### What needs to be done
Here are the records. Write out exactly the lines between the one holding "obj: wall-mounted monitor | bbox --json" and the one holding "obj: tent pole | bbox --json", inclusive.

─── Data for the task ───

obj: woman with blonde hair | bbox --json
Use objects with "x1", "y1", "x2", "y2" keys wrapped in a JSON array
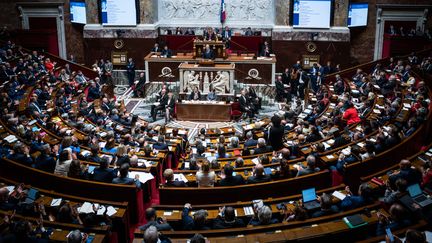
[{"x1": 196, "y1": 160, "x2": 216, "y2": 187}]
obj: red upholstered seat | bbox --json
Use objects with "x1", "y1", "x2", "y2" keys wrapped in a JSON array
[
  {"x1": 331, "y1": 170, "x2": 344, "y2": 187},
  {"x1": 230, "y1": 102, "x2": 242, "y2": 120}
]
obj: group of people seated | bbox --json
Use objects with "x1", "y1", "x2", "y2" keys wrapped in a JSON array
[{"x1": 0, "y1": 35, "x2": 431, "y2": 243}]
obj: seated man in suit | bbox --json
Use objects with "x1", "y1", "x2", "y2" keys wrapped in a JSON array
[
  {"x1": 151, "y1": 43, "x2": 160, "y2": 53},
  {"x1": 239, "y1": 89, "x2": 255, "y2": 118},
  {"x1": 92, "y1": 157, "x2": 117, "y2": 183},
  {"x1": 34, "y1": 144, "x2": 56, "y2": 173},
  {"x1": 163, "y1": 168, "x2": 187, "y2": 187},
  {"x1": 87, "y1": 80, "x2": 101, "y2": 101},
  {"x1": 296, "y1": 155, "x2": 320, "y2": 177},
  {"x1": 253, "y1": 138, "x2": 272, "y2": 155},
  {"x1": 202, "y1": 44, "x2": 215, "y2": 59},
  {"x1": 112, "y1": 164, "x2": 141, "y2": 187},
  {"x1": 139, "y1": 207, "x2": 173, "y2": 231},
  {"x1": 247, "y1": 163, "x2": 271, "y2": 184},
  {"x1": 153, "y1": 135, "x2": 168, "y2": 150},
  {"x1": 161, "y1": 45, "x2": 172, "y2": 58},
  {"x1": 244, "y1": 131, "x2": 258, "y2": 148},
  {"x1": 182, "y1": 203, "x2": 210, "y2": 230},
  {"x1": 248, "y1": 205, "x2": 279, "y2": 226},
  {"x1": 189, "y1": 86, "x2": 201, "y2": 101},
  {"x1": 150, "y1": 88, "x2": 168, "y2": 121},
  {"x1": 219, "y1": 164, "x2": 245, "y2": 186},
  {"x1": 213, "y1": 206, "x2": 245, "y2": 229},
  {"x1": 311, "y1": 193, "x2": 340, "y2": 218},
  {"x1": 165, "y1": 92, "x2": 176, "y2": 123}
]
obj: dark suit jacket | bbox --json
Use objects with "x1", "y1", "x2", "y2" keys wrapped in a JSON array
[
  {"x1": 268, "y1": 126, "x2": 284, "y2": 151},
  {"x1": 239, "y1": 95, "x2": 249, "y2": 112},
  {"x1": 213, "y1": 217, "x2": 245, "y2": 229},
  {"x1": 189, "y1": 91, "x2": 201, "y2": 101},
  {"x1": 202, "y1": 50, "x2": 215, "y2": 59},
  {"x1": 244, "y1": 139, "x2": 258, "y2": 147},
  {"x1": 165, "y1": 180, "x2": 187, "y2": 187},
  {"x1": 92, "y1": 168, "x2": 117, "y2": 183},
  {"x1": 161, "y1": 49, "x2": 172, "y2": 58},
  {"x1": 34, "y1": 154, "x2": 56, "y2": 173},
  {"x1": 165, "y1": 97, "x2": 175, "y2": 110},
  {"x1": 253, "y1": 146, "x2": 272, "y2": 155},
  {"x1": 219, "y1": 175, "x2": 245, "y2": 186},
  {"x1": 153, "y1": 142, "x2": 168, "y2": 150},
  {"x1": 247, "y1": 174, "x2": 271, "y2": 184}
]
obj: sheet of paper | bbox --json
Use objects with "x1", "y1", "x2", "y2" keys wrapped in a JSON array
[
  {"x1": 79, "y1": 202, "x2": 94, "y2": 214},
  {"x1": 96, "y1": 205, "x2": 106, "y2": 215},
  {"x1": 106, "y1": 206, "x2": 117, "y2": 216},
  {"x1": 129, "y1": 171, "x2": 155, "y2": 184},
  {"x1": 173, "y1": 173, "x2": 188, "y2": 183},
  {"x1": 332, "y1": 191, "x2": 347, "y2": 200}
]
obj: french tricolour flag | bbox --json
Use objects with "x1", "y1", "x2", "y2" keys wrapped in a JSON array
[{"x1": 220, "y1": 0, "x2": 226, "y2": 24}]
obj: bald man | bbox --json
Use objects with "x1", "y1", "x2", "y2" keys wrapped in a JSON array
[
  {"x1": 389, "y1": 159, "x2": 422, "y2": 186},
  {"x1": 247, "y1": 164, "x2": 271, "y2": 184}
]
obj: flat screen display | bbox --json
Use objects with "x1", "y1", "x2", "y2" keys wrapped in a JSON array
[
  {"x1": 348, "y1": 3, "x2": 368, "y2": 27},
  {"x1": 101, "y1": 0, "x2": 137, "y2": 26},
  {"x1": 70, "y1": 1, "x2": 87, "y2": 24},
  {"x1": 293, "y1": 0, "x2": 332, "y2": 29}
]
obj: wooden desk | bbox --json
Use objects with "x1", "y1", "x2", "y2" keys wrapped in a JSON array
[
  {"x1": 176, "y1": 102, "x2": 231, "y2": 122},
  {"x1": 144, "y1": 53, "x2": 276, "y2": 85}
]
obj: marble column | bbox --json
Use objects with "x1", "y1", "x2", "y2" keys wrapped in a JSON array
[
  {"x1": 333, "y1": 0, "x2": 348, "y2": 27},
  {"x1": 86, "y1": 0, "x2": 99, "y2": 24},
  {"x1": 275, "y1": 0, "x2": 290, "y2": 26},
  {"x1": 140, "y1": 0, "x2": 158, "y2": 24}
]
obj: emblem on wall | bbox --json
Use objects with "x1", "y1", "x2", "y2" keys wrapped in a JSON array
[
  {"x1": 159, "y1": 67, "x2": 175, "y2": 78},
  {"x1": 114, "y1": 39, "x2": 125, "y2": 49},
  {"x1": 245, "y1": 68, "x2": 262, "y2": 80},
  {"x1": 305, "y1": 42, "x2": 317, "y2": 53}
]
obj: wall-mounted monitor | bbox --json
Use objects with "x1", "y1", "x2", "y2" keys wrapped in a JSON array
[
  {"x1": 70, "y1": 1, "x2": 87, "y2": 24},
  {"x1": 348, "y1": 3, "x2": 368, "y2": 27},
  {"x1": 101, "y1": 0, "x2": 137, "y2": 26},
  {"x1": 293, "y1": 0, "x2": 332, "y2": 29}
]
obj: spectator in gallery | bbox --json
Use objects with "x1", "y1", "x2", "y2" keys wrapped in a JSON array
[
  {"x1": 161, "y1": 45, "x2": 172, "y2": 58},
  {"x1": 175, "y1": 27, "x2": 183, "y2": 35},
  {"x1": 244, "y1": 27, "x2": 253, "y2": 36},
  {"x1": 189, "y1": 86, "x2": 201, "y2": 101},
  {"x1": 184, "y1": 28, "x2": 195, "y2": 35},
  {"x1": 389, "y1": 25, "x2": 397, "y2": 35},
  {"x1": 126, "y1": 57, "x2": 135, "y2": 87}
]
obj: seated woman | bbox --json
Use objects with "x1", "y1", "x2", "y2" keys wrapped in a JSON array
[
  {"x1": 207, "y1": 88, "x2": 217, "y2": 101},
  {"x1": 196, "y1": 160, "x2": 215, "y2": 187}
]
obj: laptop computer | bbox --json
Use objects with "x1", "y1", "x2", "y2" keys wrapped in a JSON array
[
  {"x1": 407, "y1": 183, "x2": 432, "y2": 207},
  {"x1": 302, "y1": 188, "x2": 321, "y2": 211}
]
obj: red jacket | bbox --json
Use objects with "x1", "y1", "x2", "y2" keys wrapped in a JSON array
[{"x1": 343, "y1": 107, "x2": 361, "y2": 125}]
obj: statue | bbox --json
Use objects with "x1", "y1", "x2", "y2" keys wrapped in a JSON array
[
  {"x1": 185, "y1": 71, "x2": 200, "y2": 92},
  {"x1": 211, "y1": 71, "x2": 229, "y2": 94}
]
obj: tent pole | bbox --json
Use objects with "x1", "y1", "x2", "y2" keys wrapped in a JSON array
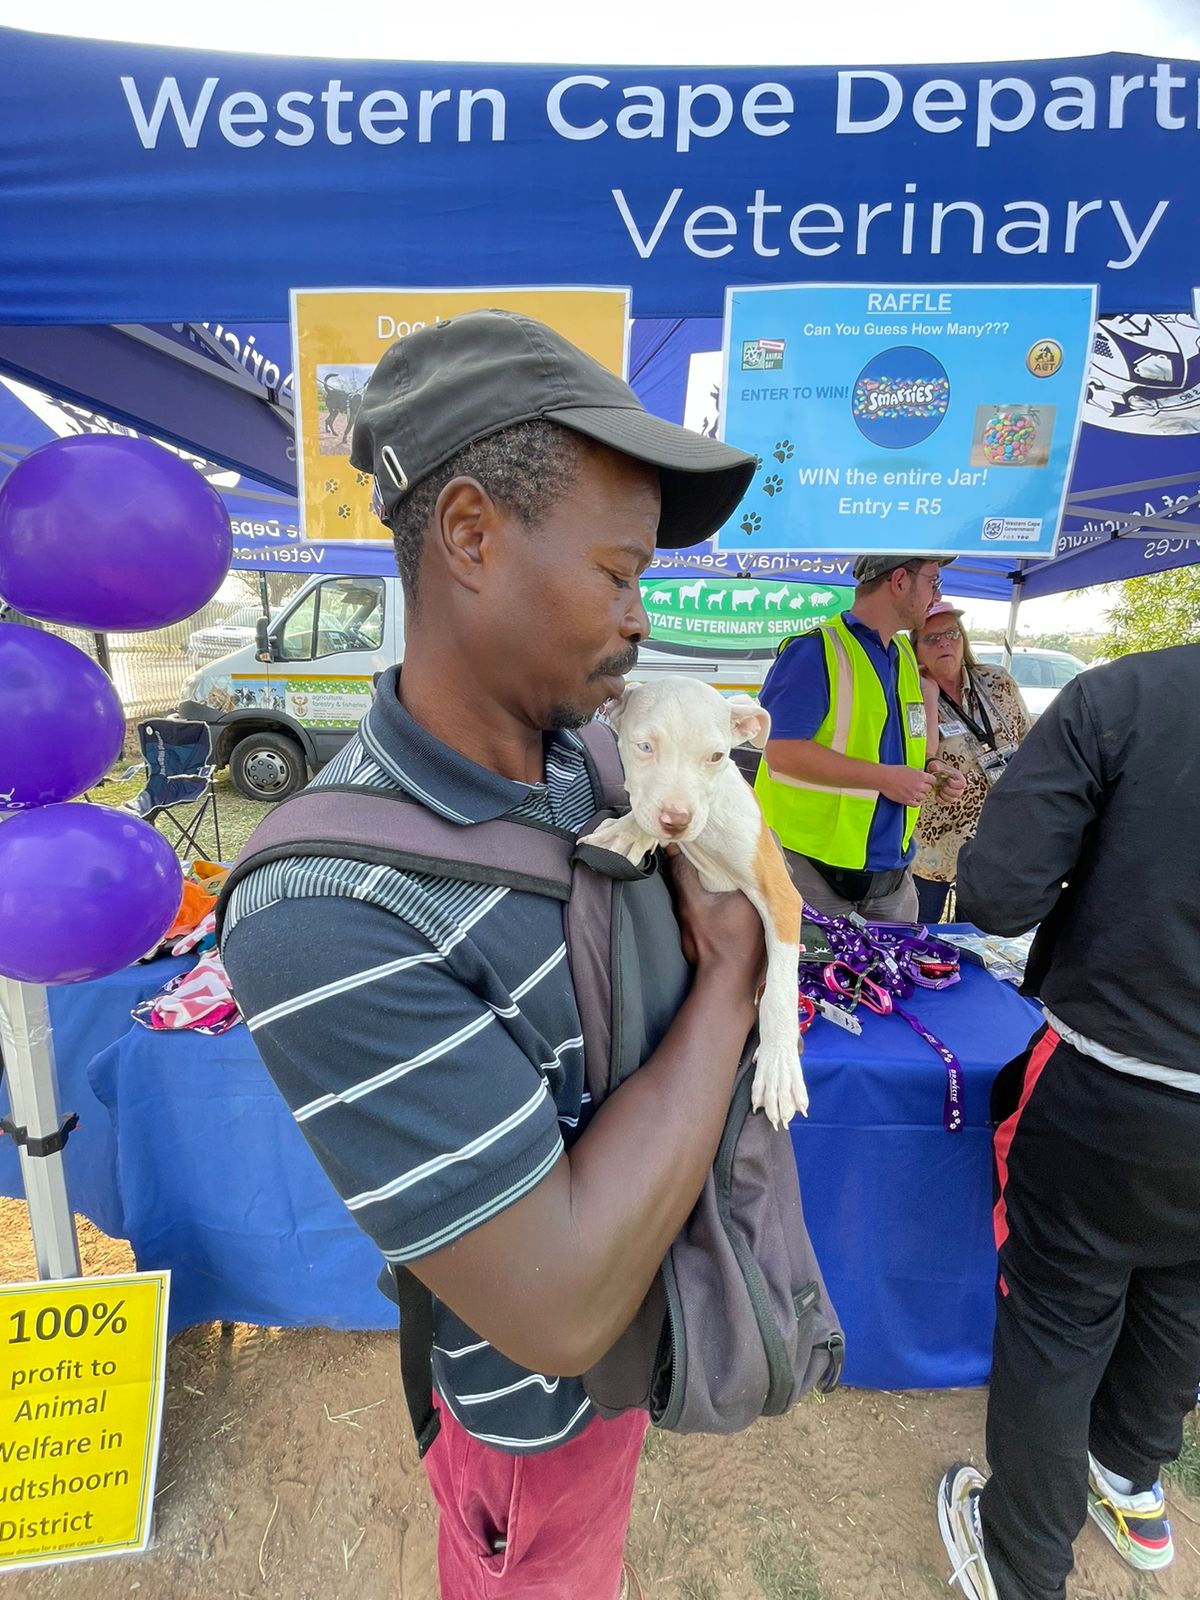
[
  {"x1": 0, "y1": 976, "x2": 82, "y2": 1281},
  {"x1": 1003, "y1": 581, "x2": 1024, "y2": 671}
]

───

### Task output
obj: wall-mounted monitor | bbox --json
Use objects with "x1", "y1", "x2", "y2" keys wrapped in a JSON array
[
  {"x1": 70, "y1": 1, "x2": 87, "y2": 24},
  {"x1": 348, "y1": 3, "x2": 368, "y2": 27},
  {"x1": 101, "y1": 0, "x2": 137, "y2": 26},
  {"x1": 293, "y1": 0, "x2": 332, "y2": 29}
]
obj: spectator in gallery | bbox --json
Use objects with "x1", "y1", "x2", "y2" keys wrapped in a JSON array
[
  {"x1": 161, "y1": 45, "x2": 172, "y2": 58},
  {"x1": 175, "y1": 27, "x2": 183, "y2": 35},
  {"x1": 244, "y1": 27, "x2": 253, "y2": 36},
  {"x1": 189, "y1": 86, "x2": 201, "y2": 101},
  {"x1": 184, "y1": 28, "x2": 195, "y2": 35},
  {"x1": 389, "y1": 25, "x2": 397, "y2": 35},
  {"x1": 126, "y1": 57, "x2": 135, "y2": 87}
]
obj: seated woman | bbox --json
Use objects with "x1", "y1", "x2", "y2" keys wrapped in a JSON array
[
  {"x1": 207, "y1": 88, "x2": 217, "y2": 101},
  {"x1": 196, "y1": 160, "x2": 215, "y2": 187}
]
obj: laptop computer | bbox --json
Use objects with "x1", "y1", "x2", "y2" keys wrapped in a JSON array
[
  {"x1": 407, "y1": 183, "x2": 432, "y2": 207},
  {"x1": 302, "y1": 188, "x2": 321, "y2": 211}
]
obj: red jacket | bbox --json
Use objects with "x1", "y1", "x2", "y2" keys wrapped in a JSON array
[{"x1": 343, "y1": 107, "x2": 361, "y2": 125}]
obj: statue | bbox --json
Use objects with "x1", "y1", "x2", "y2" keys wrapped in a JSON array
[
  {"x1": 185, "y1": 71, "x2": 200, "y2": 92},
  {"x1": 211, "y1": 71, "x2": 229, "y2": 94}
]
obj: tent pole | bbox --json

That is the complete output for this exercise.